*Task goal*
Copy out every line of the listing in which "stripe" appears.
━━━━━ Source material
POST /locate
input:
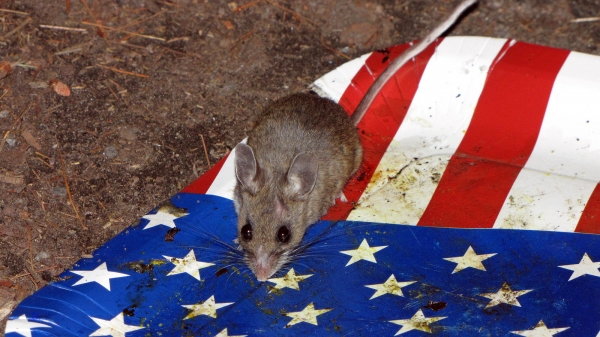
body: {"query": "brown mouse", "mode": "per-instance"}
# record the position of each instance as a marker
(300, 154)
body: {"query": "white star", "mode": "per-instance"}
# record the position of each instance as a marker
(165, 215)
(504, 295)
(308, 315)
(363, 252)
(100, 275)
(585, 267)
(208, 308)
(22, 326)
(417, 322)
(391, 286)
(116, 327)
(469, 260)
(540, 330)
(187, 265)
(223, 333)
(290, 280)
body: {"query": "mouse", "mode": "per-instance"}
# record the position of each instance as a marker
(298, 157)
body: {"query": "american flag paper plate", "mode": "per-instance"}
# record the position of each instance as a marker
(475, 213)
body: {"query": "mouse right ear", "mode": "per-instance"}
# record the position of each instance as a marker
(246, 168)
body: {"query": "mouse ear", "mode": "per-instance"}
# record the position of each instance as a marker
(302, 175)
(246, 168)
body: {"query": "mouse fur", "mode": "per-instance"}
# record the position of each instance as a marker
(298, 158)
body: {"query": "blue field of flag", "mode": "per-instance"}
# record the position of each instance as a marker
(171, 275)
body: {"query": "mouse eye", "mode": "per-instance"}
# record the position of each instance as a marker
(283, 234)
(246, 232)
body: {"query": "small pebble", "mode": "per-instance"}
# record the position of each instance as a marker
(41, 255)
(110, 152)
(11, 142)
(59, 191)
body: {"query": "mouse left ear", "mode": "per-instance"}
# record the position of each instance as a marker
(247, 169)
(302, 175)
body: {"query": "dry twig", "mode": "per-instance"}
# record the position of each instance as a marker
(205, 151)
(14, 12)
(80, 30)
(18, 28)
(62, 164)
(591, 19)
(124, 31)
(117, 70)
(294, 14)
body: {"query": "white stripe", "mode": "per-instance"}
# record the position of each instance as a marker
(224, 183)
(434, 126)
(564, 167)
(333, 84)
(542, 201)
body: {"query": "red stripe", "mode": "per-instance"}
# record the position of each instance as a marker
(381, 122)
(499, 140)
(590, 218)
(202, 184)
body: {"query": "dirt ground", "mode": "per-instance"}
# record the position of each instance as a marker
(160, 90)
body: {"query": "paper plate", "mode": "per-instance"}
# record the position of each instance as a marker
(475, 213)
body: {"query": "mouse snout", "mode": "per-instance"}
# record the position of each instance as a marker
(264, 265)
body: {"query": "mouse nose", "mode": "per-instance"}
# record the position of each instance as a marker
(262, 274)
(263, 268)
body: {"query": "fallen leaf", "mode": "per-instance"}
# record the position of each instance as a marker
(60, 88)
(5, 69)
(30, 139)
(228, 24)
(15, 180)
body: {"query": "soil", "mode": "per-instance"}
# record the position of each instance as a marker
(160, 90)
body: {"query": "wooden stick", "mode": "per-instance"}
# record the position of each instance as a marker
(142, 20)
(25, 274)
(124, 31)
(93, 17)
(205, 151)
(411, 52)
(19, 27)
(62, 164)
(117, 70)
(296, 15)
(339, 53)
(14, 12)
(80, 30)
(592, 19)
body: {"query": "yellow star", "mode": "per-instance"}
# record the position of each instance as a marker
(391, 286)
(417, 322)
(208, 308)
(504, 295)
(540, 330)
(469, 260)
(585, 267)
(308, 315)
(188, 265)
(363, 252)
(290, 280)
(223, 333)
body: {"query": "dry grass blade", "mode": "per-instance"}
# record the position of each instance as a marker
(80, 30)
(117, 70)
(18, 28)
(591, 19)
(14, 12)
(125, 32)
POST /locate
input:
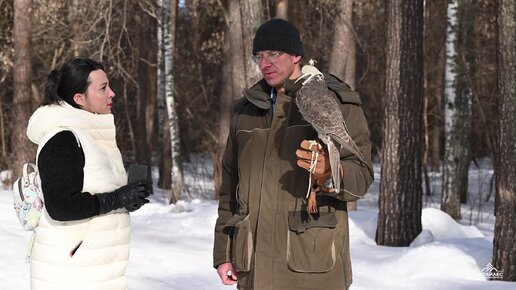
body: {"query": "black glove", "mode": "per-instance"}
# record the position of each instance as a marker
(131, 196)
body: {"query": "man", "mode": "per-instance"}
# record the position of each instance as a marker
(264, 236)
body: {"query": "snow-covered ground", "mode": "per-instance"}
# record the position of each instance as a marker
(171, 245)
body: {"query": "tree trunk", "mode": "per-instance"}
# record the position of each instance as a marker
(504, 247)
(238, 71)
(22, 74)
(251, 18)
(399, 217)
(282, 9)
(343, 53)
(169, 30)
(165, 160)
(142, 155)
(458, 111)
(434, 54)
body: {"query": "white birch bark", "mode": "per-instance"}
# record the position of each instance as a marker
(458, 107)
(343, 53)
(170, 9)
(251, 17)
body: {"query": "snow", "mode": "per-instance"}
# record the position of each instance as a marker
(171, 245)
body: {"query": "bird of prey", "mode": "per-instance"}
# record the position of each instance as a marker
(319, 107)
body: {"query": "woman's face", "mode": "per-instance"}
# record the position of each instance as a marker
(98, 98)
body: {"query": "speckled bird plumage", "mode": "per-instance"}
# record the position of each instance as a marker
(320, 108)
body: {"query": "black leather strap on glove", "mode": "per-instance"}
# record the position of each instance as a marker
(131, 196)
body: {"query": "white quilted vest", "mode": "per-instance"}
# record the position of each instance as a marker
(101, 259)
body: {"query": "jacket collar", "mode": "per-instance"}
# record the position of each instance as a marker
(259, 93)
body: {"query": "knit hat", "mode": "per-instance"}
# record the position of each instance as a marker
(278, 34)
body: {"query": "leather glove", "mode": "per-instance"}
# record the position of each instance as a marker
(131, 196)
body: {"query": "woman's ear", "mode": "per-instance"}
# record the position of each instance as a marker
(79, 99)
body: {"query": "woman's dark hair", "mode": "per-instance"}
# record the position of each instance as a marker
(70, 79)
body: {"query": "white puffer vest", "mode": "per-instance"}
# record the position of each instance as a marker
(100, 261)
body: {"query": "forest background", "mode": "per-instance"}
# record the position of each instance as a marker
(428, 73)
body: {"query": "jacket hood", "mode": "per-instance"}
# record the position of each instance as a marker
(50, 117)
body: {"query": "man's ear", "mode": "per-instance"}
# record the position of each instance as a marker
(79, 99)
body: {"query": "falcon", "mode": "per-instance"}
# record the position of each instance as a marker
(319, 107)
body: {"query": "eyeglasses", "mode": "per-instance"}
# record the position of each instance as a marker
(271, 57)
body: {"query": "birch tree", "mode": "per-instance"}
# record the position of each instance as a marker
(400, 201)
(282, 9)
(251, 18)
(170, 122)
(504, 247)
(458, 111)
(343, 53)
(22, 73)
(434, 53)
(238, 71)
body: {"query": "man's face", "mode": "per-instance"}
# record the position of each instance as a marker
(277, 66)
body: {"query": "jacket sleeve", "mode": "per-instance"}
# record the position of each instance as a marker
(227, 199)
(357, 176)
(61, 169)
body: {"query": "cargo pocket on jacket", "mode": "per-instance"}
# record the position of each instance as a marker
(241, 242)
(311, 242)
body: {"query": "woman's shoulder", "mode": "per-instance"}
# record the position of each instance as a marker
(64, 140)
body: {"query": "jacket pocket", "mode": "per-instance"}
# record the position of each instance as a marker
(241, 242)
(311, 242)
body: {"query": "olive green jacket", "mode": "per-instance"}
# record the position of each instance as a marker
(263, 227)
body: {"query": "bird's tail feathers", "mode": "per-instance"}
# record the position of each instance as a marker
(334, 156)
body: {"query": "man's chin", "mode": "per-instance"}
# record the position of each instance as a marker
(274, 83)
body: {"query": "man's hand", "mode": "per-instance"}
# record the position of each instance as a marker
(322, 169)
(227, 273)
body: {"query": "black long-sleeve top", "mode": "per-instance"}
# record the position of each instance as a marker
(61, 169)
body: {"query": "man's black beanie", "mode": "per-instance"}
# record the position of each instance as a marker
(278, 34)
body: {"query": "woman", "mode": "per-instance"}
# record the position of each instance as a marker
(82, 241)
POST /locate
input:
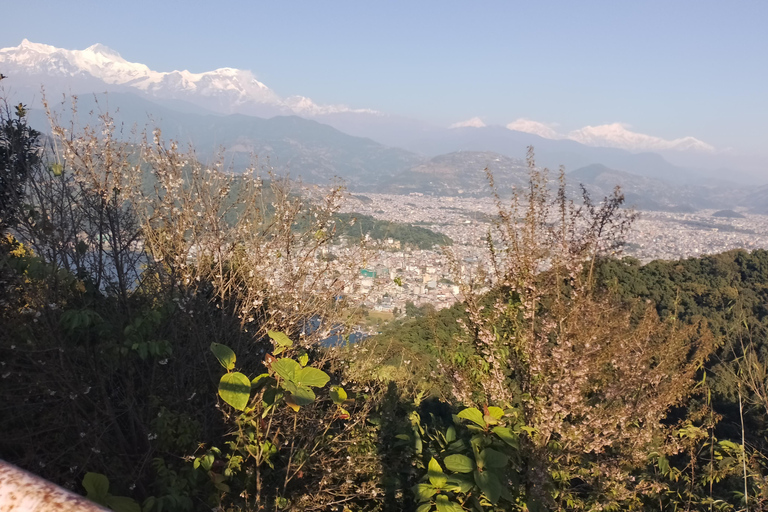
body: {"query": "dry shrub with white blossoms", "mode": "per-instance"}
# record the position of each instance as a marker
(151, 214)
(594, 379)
━━━━━━━━━━
━━━━━ Source material
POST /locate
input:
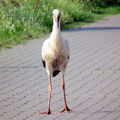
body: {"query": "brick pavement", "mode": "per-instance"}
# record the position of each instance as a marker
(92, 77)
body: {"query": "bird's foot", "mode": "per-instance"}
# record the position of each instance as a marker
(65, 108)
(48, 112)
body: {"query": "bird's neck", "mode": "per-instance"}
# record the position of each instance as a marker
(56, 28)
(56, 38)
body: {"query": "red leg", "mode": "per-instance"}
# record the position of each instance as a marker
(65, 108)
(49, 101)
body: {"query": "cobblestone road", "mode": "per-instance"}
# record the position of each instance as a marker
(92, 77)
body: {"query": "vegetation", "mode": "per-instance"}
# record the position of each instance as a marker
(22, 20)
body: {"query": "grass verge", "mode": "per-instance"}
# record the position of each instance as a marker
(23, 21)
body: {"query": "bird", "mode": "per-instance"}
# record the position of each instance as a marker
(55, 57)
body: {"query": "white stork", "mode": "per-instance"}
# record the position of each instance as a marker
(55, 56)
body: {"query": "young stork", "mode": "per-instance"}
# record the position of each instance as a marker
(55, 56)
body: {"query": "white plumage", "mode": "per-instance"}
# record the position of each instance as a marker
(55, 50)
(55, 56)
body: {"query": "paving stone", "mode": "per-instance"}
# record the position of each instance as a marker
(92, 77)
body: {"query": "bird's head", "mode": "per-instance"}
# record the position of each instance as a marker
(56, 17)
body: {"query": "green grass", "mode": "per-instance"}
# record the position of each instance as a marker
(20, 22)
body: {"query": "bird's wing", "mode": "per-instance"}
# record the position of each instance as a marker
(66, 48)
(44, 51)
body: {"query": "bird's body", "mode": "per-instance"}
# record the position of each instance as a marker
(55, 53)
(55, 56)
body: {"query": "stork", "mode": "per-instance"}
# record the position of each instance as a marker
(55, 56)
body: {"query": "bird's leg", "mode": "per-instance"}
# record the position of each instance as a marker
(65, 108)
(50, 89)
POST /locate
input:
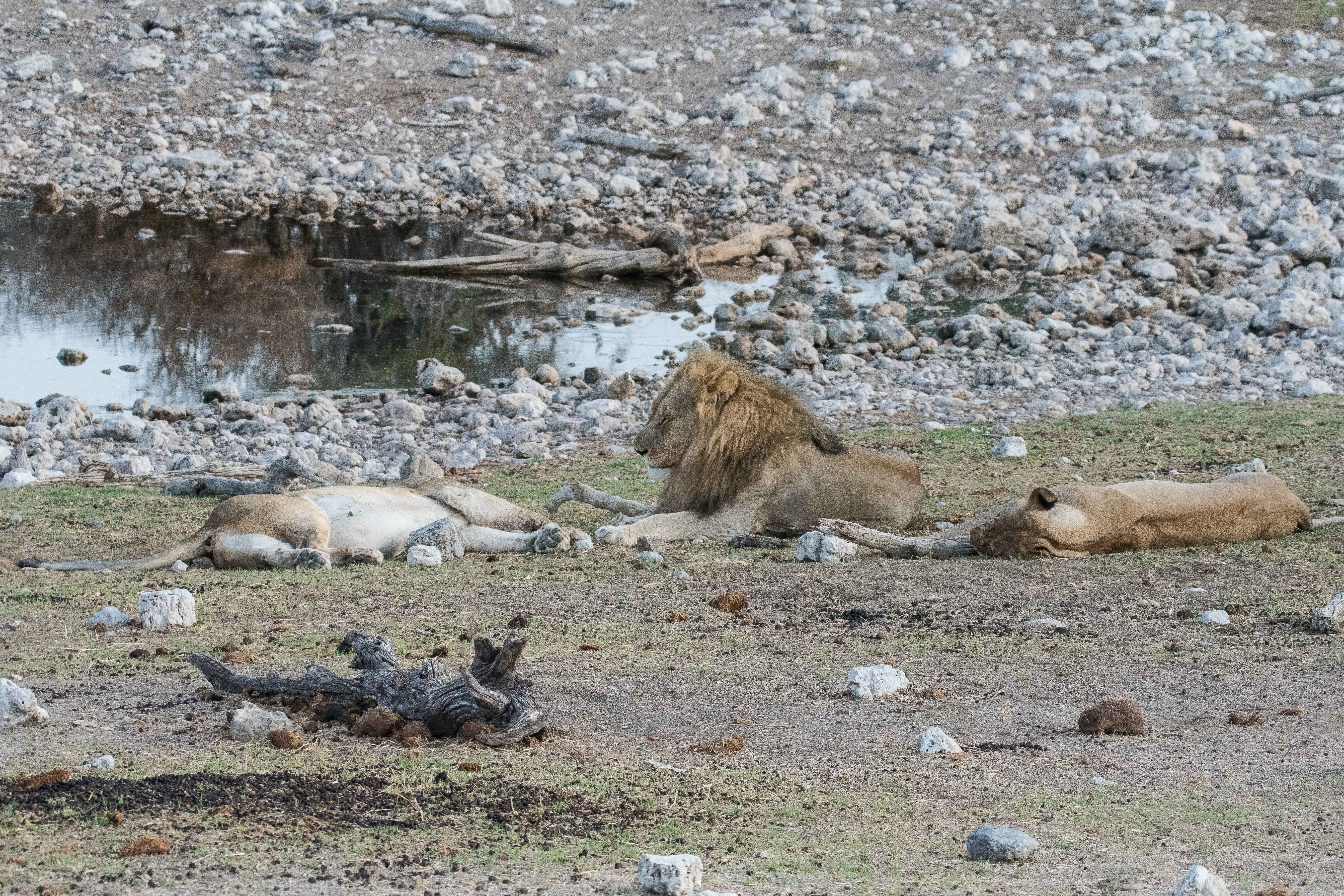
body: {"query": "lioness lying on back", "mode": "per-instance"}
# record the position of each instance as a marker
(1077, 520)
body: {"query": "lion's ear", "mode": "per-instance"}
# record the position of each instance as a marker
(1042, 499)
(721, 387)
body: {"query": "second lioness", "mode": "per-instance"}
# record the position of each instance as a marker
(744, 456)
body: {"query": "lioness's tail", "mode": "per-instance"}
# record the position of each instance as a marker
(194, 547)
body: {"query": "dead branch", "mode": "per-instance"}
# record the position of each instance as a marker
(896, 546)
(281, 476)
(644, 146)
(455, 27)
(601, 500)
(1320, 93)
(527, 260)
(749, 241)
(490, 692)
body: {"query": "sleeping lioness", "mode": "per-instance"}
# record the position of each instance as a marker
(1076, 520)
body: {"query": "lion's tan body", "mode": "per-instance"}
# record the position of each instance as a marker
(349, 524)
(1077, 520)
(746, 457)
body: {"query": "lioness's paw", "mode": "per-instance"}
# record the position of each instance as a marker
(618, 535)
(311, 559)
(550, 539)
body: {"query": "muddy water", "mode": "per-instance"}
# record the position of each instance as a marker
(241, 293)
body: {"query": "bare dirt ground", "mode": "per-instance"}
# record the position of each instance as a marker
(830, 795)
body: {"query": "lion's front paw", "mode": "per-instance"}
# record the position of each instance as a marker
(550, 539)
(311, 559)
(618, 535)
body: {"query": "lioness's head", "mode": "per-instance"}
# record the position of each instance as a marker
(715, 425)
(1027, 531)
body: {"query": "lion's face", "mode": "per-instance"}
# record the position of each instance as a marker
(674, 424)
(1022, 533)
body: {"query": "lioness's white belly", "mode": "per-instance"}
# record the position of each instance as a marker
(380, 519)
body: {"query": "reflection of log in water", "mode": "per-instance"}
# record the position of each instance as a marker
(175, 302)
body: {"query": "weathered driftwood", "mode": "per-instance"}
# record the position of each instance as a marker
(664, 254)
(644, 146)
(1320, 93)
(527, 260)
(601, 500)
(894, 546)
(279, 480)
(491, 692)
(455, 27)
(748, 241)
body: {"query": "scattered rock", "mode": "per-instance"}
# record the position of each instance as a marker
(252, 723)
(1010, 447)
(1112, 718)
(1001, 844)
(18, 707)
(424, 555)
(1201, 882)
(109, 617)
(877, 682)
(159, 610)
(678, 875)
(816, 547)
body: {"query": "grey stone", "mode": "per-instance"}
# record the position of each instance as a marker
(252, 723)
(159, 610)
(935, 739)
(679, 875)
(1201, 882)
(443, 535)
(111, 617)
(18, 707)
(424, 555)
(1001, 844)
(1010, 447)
━━━━━━━━━━
*The answer*
body: {"query": "white stripe", "mode": "per-instance"}
body: {"query": "red stripe", "mode": "per-instance"}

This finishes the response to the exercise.